Texte fourni →
* * * *
Les contribuables peuvent également recourir au dispositif Pinel (logements neufs) ou au dispositif Denormandie (logements anciens) pour diminuer leur impôt. Le taux de la réduction d’impôt est fonction de la durée de l’engagement de location, 6, 9 ou 12 ans. Il varie de 12 à 21 % dans la limite d’un investissement de 300 000 euros. L’obtention de cette réduction d’impôt est conditionnée au respect de plafonds de ressources pour les locataires (à l’exception des enfants de l’investisseur) et de plafonds de loyers. Le dispositif Pinel a été prolongé jusqu’au 31 décembre 2022. Des dispositifs de défiscalisation existent par ailleurs pour les investissements dans les départements et régions d’Outre-Mer (Pinel Outre-Mer et Girardin) ou pour des investissements solidaires (loi Cosse).

En dehors des niches fiscales mais toujours dans l’immobilier, il convient de signaler le régime de Loueur en Meublé Non Professionnel (LMNP) permet d’amortir la valeur de son investissement immobilier locatif, les revenus de la location étant soumis à l’impôt sur les bénéfices industriels et commerciaux (BIC).

Au niveau financier, mais toujours dans le domaine de l’immobilier, les ménages peuvent prendre des parts de Société Civile de Placement Immobilier (SCPI) qui permettent de bénéficier des avantages fiscaux liés aux différents dispositifs (Pinel, Denormandie, Malraux ou déficit foncier). Ils peuvent opter pour des parts de PME ou de Fonds Commun de Placement dans l’Innovation (FCPI), de Fonds d’Investissement de Proximité (FIP). Depuis le décret du 7 août 2020, la réduction d’impôts concernant les FCPI et les FIP est passée à 25 %. Jusqu’alors, le taux de réduction pour ces deux dispositifs était de 18 % en France métropolitaine hors Corse (pour la Corse, le taux de la réduction d’impôt FIP est de 30 %). Le montant de l’investissement pris en compte est plafonné à 12 000 euros pour une personne seule et à 24 000 pour un couple. Ces dispositifs sont soumis au plafonnement des réductions d’impôt fixé à 10 000 euros pour une personne seule ou 20 000 euros pour un couple. Pour bénéficier des réductions d’impôt, le souscripteur s’engage à conserver les parts durant au moins cinq ans. Pour encourager l’investissement dans le secteur de la culture, il est également possible de souscrire à des parts de Société pour le Financement du Cinéma et de l’Audiovisuel (SOFICA). Le taux de la réduction d’impôts des SOFICA varie de 30 % à 48 % dans la limite de 18 000 euros d’investissement et sous réserve que ce dernier ne dépasse pas 25 % du revenu net global.
* * * *
Listing fourni →
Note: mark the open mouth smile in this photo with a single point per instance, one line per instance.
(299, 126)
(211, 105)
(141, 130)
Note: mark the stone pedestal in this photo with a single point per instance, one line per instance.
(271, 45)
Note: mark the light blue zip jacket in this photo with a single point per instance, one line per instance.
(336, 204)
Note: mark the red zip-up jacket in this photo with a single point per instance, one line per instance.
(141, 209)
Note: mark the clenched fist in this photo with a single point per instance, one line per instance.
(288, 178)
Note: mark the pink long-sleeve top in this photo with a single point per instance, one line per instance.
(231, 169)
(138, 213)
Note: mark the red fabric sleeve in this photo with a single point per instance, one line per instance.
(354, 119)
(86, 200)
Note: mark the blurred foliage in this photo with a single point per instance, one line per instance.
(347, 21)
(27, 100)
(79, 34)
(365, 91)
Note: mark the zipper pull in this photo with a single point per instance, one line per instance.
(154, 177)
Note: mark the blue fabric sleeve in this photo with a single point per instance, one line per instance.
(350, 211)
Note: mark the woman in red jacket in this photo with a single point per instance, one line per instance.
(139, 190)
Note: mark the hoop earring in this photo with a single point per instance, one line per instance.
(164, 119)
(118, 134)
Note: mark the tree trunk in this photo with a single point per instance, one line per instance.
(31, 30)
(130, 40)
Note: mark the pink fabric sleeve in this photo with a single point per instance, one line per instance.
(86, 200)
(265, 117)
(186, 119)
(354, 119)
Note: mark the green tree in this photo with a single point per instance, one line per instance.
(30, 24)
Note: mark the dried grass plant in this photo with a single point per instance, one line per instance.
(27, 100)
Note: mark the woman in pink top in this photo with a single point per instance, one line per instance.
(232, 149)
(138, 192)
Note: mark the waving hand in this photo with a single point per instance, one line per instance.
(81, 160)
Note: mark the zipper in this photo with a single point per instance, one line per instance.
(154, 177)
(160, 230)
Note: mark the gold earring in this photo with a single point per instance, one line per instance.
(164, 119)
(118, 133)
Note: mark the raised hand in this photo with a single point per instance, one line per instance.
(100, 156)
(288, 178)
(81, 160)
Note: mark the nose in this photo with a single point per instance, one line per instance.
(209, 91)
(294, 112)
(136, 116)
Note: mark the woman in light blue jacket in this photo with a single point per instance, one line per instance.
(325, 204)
* * * *
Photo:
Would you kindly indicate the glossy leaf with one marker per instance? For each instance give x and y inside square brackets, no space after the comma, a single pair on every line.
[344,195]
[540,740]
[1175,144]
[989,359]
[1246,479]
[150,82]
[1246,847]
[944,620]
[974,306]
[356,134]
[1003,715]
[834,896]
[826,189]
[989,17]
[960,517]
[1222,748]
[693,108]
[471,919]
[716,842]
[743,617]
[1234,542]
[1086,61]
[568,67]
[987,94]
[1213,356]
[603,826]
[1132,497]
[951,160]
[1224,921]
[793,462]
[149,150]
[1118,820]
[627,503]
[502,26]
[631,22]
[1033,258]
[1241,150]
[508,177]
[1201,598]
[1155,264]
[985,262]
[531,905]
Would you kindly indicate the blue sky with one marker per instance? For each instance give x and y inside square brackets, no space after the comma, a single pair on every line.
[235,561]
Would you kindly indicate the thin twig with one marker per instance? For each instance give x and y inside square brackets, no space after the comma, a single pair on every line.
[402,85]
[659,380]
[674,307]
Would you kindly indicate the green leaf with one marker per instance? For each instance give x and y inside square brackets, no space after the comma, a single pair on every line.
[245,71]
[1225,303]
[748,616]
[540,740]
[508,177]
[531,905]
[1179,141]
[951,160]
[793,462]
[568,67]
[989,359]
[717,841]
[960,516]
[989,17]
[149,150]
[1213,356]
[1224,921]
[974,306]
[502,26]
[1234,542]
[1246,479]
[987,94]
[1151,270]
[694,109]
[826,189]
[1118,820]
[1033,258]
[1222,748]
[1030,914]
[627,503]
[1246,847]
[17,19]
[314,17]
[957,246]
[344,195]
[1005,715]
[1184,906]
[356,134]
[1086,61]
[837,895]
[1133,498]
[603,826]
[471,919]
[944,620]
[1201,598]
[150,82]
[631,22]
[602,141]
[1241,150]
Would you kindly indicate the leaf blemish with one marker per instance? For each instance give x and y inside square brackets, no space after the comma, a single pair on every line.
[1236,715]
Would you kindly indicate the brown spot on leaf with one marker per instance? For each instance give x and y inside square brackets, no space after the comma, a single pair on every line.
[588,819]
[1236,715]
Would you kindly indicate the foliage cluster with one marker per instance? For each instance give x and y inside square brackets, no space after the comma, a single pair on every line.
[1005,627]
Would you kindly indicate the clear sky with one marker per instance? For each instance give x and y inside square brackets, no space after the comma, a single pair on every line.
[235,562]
* * * *
Recopiez mot pour mot le passage du texte sur les dispositifs de défiscalisation qui commence par les mots contenant "Les contribuables peuvent" et se termine par "solidaires (loi Cosse).". Le listing ne présente aucun lien avec le texte sur les dispositifs de défiscalisation.

Les contribuables peuvent également recourir au dispositif Pinel (logements neufs) ou au dispositif Denormandie (logements anciens) pour diminuer leur impôt. Le taux de la réduction d’impôt est fonction de la durée de l’engagement de location, 6, 9 ou 12 ans. Il varie de 12 à 21 % dans la limite d’un investissement de 300 000 euros. L’obtention de cette réduction d’impôt est conditionnée au respect de plafonds de ressources pour les locataires (à l’exception des enfants de l’investisseur) et de plafonds de loyers. Le dispositif Pinel a été prolongé jusqu’au 31 décembre 2022. Des dispositifs de défiscalisation existent par ailleurs pour les investissements dans les départements et régions d’Outre-Mer (Pinel Outre-Mer et Girardin) ou pour des investissements solidaires (loi Cosse).